(Task):
Only one stretch of the data below should be repeated: the lines from the line containing "black suit, writing one line per instance." through the line containing "wearing glasses, writing one line per instance.", inclusive, exactly as they are.

::: Provided material

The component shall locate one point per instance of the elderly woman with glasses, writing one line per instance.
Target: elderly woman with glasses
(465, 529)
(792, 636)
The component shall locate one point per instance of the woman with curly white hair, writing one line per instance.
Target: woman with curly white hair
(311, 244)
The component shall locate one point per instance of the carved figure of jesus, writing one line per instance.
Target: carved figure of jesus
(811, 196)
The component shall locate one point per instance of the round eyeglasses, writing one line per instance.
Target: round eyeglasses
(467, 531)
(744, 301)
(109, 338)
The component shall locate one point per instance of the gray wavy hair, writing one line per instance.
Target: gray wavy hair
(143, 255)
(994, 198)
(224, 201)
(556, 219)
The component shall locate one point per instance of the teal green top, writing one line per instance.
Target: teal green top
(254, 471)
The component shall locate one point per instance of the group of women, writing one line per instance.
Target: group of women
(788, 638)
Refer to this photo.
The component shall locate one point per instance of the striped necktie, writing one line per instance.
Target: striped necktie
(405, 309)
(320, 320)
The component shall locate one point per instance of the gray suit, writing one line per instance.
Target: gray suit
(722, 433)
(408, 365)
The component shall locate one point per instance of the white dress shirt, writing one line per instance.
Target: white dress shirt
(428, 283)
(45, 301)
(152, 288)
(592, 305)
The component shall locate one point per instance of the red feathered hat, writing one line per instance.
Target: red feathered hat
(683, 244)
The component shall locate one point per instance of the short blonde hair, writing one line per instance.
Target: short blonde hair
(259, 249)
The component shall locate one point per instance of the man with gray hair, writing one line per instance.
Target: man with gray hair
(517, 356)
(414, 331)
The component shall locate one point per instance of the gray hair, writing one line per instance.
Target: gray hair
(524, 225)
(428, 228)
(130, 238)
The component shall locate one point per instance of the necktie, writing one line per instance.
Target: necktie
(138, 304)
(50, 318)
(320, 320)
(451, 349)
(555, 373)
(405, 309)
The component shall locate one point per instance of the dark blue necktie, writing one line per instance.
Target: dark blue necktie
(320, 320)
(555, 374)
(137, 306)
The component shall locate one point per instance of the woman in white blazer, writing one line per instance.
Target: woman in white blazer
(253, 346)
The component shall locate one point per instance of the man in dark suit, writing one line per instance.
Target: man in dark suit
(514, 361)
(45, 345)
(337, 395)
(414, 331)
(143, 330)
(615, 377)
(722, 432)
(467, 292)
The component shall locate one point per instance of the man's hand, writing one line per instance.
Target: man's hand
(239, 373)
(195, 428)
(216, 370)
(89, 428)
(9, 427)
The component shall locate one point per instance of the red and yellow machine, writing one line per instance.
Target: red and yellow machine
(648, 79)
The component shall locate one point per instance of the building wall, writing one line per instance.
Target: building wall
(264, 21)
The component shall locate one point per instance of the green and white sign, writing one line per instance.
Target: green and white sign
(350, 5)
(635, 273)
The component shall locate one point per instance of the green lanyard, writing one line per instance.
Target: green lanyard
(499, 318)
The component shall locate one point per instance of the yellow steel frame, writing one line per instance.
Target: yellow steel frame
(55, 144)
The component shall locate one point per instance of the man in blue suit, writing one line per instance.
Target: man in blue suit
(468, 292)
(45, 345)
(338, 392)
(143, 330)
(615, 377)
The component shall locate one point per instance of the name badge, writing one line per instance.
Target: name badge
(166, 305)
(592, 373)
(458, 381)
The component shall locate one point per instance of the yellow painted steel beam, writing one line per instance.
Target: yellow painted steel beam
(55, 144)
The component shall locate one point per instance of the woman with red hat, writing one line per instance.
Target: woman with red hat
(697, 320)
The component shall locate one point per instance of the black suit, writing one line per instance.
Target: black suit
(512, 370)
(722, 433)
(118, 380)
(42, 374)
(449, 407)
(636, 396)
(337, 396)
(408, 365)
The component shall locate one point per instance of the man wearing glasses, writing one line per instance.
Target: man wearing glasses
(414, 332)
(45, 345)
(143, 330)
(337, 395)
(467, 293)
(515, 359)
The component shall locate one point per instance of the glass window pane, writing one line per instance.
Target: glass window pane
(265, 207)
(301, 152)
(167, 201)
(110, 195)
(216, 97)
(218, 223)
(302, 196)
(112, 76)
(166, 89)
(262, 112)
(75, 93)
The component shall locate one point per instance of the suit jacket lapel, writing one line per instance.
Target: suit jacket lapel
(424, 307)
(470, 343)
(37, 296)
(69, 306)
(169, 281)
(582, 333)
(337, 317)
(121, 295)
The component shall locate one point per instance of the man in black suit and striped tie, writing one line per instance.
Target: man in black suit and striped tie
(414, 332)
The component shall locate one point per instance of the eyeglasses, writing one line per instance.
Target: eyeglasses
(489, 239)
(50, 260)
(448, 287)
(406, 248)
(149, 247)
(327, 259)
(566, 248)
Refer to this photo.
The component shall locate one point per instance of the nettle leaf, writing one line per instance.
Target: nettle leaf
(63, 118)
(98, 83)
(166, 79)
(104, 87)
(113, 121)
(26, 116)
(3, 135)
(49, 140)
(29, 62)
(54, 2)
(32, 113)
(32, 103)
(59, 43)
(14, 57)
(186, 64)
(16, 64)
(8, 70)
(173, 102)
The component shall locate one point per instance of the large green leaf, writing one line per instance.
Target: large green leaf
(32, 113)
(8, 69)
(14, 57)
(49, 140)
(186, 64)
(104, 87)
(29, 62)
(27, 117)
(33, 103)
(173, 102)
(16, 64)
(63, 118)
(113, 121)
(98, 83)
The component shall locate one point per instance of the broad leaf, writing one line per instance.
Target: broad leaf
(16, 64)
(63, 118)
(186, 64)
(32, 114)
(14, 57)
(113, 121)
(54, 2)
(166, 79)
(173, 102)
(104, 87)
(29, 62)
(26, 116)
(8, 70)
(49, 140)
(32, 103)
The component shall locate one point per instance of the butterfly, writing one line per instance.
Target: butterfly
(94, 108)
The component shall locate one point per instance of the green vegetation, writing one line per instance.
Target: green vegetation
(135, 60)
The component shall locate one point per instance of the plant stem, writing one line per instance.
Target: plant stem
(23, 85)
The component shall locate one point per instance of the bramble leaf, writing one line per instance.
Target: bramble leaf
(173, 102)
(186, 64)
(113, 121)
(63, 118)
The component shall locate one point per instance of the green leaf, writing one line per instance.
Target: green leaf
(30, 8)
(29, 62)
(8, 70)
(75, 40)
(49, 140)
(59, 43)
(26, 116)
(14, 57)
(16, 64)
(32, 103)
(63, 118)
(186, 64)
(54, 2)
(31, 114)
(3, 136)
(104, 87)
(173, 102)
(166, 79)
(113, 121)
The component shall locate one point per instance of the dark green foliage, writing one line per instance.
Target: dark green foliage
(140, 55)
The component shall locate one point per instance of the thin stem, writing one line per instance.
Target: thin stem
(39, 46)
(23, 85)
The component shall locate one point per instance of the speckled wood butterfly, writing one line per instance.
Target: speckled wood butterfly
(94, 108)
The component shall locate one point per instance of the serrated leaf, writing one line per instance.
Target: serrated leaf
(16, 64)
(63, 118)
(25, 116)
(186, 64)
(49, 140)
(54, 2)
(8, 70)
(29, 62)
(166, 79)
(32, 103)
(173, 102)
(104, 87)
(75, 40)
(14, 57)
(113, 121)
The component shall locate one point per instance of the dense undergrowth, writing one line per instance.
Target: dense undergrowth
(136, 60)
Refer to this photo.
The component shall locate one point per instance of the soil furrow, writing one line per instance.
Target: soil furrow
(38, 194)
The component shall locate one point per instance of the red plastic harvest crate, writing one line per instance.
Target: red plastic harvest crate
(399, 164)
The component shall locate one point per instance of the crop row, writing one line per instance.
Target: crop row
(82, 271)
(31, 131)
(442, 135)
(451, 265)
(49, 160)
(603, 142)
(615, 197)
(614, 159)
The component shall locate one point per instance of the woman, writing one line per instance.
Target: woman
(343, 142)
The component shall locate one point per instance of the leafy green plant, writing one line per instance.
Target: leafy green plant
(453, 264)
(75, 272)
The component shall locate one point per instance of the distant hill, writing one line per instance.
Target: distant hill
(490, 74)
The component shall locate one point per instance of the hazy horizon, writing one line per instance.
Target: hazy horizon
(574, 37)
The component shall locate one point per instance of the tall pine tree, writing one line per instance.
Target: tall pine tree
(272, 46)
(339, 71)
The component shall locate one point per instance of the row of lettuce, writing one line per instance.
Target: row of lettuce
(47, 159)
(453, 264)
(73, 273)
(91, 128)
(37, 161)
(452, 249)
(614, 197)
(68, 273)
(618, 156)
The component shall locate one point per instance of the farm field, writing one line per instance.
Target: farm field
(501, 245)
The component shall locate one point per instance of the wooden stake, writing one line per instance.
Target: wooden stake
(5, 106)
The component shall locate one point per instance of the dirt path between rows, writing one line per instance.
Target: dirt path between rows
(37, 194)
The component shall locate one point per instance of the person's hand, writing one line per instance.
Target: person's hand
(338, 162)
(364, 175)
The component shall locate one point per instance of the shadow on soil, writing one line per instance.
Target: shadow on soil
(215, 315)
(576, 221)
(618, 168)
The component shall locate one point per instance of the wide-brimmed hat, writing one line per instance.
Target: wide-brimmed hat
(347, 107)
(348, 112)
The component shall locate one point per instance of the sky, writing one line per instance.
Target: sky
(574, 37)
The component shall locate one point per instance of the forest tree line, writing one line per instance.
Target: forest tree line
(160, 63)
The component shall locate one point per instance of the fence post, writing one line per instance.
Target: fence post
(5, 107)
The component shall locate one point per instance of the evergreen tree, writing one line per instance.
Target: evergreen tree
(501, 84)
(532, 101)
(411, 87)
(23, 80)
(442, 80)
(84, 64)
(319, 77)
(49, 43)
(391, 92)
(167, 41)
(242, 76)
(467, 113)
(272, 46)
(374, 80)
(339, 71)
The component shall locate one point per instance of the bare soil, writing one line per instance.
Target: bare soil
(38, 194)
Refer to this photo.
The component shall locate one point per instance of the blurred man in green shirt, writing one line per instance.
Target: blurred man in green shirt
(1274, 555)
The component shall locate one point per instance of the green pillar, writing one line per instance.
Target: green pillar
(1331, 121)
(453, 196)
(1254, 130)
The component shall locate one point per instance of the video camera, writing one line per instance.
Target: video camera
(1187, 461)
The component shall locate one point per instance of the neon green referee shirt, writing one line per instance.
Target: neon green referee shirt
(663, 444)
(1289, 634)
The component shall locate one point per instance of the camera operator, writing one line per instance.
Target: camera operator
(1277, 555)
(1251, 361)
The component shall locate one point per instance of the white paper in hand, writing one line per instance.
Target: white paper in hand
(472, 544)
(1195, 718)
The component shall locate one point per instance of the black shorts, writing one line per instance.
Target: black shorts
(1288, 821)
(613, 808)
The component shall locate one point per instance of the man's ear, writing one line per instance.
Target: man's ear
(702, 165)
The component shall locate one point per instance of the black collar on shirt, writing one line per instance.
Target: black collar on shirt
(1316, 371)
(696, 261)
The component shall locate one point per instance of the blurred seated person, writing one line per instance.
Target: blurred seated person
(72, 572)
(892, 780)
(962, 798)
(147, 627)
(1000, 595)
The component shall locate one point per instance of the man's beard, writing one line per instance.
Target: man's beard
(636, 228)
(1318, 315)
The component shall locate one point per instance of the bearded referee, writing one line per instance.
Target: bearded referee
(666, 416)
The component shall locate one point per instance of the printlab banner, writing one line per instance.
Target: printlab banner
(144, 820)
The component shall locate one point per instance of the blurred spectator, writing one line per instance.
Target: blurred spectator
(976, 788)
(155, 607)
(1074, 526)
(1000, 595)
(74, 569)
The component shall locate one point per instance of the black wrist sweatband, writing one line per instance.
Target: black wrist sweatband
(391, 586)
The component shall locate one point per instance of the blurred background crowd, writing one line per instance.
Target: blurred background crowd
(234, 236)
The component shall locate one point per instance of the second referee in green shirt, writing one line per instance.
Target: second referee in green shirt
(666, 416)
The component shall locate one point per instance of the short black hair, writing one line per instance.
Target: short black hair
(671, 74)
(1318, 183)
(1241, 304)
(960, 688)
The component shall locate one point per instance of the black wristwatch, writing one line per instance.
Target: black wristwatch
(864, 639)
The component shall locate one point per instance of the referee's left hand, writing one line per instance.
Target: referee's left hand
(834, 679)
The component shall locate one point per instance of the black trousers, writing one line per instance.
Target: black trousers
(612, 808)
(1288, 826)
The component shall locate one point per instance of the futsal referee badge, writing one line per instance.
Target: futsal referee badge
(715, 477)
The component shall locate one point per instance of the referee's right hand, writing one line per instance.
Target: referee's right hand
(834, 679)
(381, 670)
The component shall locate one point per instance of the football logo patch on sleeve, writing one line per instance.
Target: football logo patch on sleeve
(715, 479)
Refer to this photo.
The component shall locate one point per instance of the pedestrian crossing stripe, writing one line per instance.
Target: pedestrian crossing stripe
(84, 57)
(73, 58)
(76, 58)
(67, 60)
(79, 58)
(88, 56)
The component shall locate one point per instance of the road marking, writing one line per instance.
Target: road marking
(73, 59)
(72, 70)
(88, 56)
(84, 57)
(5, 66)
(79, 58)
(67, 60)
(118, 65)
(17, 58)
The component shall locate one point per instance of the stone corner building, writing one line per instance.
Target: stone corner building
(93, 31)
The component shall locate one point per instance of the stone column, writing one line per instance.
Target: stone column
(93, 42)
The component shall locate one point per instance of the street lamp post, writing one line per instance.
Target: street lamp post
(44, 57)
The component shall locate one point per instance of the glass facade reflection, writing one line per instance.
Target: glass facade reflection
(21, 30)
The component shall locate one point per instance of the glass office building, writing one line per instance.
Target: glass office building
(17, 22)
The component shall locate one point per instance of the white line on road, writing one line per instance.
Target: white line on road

::::::

(Solution):
The component shall locate one point per instance of the black suit, writing one line per instance.
Target: black suit
(512, 370)
(722, 433)
(118, 380)
(42, 374)
(449, 407)
(636, 396)
(337, 396)
(408, 365)
The component shall locate one point per instance of the man wearing glasses, writing one line per instance.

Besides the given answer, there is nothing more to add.